[Required task] Can you write out the records below word for word, leaving out the pictures?

[Stored records]
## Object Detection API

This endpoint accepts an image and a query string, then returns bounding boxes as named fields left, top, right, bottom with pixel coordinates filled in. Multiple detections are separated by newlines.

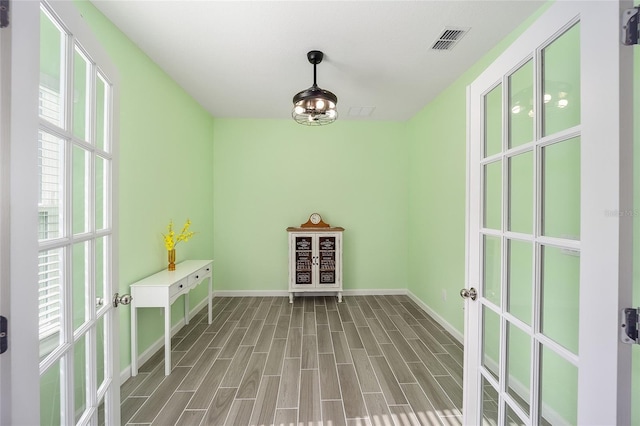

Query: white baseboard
left=213, top=289, right=407, bottom=297
left=120, top=297, right=207, bottom=385
left=342, top=288, right=407, bottom=296
left=406, top=290, right=464, bottom=344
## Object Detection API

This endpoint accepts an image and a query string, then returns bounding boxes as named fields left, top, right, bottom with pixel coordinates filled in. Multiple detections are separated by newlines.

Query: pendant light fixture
left=291, top=50, right=338, bottom=126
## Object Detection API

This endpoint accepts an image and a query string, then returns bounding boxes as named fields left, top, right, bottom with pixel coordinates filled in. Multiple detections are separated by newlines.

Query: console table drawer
left=189, top=265, right=211, bottom=286
left=169, top=278, right=189, bottom=298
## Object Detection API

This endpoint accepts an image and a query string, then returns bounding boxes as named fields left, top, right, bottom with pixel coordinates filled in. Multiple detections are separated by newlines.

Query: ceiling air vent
left=431, top=27, right=470, bottom=50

[Response to the exercise]
## Object Detection API

This endpoint accepts an image and a query string, then returns bounding boxes as named fields left, top, right, bottom with pixel coordinates filled in. Multiple detections are separated by newlines.


Query: white baseboard
left=213, top=289, right=407, bottom=297
left=120, top=297, right=207, bottom=385
left=342, top=288, right=407, bottom=296
left=406, top=290, right=464, bottom=344
## Object Detection API

This endpoint accepts an image and a query string, then returns bounding boxes as named fields left, top, right, bottom with pixel coordinates filled in. Multiple detections are separated by newlines.

Query: pendant light fixture
left=291, top=50, right=338, bottom=126
## Object Detection API

This endpoint accepts an image and a query string, then returns bounding boxes as named fields left, top, right, bottom with pixel coordinates filled in. Multiple detections are separated by newlines.

Query: console table drawer
left=189, top=265, right=211, bottom=286
left=169, top=278, right=189, bottom=298
## Object Detection API

This endpoint accepts an image and a query string, then returns bounding boxes as named fields left, top, right, bottom with pixel coordinates filled in. Multiple detections are separated by newlines.

Query: ceiling air vent
left=431, top=27, right=470, bottom=50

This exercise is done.